> REQUEST
Retype the tail of the data exactly, starting at the line containing "Mark the forested" and stopping at the last line.

> INPUT ROWS
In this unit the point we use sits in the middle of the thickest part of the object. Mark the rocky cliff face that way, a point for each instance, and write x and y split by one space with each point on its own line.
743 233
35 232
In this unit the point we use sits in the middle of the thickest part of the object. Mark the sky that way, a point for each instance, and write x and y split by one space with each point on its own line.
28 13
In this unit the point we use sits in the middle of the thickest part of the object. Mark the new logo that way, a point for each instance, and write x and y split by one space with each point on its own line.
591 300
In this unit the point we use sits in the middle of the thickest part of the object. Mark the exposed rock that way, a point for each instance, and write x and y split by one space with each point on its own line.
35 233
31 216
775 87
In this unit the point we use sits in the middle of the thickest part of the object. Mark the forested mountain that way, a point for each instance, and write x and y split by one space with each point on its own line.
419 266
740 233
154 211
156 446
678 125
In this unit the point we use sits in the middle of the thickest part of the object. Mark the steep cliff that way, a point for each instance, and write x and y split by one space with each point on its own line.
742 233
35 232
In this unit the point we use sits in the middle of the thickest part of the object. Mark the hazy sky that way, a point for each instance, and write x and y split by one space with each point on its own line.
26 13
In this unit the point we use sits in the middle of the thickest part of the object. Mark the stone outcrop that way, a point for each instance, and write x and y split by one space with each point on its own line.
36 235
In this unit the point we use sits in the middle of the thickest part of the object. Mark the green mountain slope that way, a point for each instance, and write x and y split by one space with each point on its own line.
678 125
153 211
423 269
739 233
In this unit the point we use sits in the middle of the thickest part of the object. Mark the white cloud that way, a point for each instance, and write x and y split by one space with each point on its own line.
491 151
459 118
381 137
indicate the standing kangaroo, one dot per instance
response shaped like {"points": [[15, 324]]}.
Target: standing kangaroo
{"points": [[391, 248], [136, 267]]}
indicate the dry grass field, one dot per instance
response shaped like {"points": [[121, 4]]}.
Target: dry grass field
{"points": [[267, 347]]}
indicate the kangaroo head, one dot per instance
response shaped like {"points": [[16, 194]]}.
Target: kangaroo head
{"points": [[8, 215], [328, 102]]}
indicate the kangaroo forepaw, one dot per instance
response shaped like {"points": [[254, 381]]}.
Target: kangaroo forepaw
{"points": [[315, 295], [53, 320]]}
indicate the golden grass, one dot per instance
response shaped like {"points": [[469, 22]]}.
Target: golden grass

> TASK SOLUTION
In this unit the point we use sits in the middle of the thickest part of the object. Mark the forested mountain that way, a point for each instance, and write x and y split by one space with each point on its own line.
419 266
740 233
154 211
156 446
678 125
In this unit the point we use sits in the middle of the thickest part of the object. Mark the steep cliff that way, a point for each instance, and write x and y split by one space with each point on its own line.
742 233
35 232
In this unit the point we use sits in the middle of the thickest part of the object. Mark the hazy sky that way, a point for each instance, and write x and y split by one space with each point on its own line.
26 13
In this unit the point we use sits in the middle of the thickest part of the object. Mark the stone outcrop that way, a point for each instance, and write x and y split by one space with each point on its own line.
36 235
In this unit the point we use sits in the middle of the thickest part of the object. Mark the green mountain slope that way, a point for each instance, and write x and y split by one space with each point on its own line.
678 125
153 211
423 269
739 233
In this unit the point we use sits in the middle of the thickest part of the object. Mark the white cloud that way, a point for each instance, and write x and y split by one space with each point on its own line.
491 151
459 118
381 137
indicate the standing kangaroo, one dot per instance
response shaped like {"points": [[15, 324]]}.
Target: standing kangaroo
{"points": [[391, 248], [136, 267]]}
indicate the dry grass field, one dot per instance
response shaped like {"points": [[121, 4]]}.
Target: dry grass field
{"points": [[267, 347]]}
indicate the kangaroo head, one dot per instance
response shaped like {"points": [[16, 194]]}.
Target: kangaroo head
{"points": [[8, 215], [328, 102]]}
indicate the kangaroo forepaw, one dot per instance
response shaped like {"points": [[254, 381]]}.
Target: kangaroo forepaw
{"points": [[315, 295], [53, 320]]}
indicate the golden grass, one dot per instance
response shaped like {"points": [[469, 22]]}.
Target: golden grass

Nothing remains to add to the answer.